Return all lines of the data in which the string "below" occurs.
----- INPUT RECORDS -----
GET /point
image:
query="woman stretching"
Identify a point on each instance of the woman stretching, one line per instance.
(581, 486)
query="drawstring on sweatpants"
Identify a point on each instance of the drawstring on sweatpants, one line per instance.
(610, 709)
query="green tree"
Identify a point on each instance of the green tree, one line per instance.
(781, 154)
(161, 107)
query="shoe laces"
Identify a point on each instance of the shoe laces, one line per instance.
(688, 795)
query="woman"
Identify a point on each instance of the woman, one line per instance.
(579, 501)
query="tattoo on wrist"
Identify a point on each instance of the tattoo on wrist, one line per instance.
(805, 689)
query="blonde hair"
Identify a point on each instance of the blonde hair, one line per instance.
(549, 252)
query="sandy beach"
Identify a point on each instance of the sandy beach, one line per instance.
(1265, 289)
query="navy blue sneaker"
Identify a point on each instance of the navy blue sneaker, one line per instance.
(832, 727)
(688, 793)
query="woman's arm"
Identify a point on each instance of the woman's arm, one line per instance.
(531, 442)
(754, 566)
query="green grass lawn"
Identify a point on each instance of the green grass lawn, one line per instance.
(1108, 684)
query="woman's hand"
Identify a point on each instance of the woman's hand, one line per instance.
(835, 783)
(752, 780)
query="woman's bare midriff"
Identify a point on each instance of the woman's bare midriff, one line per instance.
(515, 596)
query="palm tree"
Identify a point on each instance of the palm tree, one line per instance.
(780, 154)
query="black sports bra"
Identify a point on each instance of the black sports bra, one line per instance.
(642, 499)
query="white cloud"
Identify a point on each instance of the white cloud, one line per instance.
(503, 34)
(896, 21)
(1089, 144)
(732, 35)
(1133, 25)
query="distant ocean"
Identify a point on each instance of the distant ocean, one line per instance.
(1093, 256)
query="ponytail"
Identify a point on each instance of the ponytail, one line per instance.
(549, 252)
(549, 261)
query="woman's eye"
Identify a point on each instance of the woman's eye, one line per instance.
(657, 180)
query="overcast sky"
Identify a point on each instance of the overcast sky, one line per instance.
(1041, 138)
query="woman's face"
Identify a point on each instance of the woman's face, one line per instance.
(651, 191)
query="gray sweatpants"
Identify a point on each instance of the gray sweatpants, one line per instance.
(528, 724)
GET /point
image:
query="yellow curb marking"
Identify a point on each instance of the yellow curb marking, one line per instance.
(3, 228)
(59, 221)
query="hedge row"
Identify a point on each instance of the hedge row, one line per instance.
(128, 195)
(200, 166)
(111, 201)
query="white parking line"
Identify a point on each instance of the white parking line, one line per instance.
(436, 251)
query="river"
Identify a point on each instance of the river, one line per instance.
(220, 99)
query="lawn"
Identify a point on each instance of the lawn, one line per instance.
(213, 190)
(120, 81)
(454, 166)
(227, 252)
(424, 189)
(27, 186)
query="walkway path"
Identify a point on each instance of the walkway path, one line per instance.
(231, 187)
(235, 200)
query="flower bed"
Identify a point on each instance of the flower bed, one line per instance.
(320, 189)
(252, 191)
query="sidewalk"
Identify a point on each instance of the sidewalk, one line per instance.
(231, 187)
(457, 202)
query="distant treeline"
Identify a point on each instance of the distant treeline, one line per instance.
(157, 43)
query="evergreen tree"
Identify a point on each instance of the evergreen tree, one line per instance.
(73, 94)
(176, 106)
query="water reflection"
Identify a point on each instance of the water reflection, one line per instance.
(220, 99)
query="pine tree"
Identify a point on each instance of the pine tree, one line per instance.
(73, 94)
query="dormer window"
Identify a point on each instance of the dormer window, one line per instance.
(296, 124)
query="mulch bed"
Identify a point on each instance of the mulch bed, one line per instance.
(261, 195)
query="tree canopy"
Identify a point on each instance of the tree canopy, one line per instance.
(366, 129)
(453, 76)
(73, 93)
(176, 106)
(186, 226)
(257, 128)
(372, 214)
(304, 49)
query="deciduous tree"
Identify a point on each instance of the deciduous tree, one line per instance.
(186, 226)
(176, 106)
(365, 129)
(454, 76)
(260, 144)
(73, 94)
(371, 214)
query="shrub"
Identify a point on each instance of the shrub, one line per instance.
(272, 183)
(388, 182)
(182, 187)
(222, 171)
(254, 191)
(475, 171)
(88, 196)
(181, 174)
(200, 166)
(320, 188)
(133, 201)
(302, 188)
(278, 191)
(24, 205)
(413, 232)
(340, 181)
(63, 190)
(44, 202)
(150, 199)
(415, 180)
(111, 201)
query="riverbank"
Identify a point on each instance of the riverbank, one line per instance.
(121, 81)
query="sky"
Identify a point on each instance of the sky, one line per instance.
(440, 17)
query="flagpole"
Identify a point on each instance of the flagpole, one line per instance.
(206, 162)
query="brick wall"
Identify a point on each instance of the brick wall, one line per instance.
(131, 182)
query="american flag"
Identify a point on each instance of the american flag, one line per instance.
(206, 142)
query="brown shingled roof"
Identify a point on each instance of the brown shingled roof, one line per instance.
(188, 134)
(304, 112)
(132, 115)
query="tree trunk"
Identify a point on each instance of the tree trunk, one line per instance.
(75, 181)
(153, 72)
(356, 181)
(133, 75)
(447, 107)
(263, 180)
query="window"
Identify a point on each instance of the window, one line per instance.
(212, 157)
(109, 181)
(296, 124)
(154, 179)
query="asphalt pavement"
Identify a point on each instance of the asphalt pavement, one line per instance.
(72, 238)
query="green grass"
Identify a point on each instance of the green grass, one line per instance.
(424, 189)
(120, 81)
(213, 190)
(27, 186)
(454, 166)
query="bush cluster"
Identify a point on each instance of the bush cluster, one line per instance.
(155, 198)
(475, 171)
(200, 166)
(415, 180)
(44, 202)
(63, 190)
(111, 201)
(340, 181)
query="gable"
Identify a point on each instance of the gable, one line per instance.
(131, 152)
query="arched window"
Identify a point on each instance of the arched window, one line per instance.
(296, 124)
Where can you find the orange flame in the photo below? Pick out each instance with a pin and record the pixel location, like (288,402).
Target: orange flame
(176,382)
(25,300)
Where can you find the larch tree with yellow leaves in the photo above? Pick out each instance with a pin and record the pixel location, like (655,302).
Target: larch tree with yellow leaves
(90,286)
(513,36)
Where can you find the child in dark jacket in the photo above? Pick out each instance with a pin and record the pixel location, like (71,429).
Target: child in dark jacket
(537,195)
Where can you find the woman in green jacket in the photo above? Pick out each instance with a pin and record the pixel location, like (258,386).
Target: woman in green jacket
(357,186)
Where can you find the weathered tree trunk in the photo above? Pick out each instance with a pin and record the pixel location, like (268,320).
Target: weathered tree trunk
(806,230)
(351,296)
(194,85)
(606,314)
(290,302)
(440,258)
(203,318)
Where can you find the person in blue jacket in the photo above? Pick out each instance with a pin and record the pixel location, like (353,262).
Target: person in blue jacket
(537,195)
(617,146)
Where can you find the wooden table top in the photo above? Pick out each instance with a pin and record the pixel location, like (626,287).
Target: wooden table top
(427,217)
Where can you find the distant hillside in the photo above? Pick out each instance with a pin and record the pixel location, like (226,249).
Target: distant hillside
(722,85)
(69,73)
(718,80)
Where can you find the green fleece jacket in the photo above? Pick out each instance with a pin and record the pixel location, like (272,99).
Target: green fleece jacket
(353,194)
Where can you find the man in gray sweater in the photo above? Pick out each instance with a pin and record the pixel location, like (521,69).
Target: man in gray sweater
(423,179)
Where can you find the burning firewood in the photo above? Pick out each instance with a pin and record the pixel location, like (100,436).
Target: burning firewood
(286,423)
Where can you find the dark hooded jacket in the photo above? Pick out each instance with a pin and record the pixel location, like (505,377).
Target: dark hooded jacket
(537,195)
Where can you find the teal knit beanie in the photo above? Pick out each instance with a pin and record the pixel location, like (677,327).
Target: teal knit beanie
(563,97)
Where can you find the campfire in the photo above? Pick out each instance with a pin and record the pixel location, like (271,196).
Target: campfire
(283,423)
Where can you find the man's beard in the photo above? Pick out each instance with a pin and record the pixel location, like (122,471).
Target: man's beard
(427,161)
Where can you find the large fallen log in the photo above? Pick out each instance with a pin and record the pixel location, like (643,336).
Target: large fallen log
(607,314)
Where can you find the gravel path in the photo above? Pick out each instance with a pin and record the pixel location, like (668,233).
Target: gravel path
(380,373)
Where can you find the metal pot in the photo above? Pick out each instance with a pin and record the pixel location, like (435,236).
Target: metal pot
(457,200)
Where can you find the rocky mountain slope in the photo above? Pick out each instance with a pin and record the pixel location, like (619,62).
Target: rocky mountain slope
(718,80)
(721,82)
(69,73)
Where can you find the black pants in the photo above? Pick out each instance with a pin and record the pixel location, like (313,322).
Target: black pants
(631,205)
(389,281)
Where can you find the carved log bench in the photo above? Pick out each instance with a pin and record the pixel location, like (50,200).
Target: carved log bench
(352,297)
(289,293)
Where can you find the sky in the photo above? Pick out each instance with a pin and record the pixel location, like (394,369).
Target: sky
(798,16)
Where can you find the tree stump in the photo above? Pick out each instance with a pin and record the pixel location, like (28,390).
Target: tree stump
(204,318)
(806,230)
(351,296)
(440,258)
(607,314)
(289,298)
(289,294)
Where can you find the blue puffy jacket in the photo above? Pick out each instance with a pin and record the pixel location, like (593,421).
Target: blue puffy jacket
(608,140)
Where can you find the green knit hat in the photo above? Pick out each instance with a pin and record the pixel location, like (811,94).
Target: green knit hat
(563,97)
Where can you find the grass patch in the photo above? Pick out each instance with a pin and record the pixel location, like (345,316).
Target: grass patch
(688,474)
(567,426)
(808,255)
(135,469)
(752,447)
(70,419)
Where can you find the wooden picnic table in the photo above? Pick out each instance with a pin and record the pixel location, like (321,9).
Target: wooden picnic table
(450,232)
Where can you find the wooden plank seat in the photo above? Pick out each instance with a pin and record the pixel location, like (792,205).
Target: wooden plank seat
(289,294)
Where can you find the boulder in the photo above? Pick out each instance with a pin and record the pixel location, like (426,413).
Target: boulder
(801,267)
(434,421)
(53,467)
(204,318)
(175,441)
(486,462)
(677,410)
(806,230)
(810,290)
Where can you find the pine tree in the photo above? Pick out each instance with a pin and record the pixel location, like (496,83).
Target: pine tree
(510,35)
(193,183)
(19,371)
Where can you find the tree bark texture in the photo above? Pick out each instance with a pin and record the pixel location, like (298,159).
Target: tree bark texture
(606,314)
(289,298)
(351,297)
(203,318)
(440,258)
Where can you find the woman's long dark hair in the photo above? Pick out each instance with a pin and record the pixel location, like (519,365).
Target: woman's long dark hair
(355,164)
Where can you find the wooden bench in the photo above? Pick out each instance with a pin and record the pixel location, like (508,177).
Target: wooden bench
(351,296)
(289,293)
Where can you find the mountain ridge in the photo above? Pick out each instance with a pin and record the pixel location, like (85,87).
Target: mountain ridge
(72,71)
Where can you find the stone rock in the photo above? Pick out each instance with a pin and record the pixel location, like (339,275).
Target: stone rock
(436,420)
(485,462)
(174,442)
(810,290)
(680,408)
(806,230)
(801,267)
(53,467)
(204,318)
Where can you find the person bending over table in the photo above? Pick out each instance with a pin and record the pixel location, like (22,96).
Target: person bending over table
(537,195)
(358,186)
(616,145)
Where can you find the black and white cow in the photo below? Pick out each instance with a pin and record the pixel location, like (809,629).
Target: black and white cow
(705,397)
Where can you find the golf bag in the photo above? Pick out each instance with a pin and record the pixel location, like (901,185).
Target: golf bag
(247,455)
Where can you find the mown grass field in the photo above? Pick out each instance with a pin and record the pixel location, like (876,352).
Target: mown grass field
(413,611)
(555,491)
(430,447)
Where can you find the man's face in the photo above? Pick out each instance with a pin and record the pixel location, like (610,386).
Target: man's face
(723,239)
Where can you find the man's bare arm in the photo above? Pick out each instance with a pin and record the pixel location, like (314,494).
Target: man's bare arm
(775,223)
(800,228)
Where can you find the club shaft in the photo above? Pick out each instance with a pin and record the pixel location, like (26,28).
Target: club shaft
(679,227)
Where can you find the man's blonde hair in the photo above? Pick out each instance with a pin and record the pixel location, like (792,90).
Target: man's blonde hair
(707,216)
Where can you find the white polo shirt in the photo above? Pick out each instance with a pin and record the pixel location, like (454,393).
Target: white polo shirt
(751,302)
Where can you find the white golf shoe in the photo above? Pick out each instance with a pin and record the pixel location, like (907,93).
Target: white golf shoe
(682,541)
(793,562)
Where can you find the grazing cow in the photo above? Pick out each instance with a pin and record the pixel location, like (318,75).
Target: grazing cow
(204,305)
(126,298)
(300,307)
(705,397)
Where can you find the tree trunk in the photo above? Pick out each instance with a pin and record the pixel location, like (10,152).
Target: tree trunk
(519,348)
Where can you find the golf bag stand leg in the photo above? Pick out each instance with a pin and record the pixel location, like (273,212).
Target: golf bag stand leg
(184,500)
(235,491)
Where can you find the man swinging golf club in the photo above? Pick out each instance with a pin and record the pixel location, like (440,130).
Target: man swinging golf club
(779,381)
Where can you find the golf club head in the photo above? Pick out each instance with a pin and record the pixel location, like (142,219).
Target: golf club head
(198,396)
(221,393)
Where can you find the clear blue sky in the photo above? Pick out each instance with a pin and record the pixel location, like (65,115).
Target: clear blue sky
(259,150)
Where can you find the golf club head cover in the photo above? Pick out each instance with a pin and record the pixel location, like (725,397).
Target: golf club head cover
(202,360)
-----
ANSWER SPACE
Where can you find the orange flame in the photo below? Pick out each instance with a pin and record the pixel location, like (288,402).
Where can you find the black and white cow in the photo below? Pick out each instance with a pin and record the pixel location, like (809,629).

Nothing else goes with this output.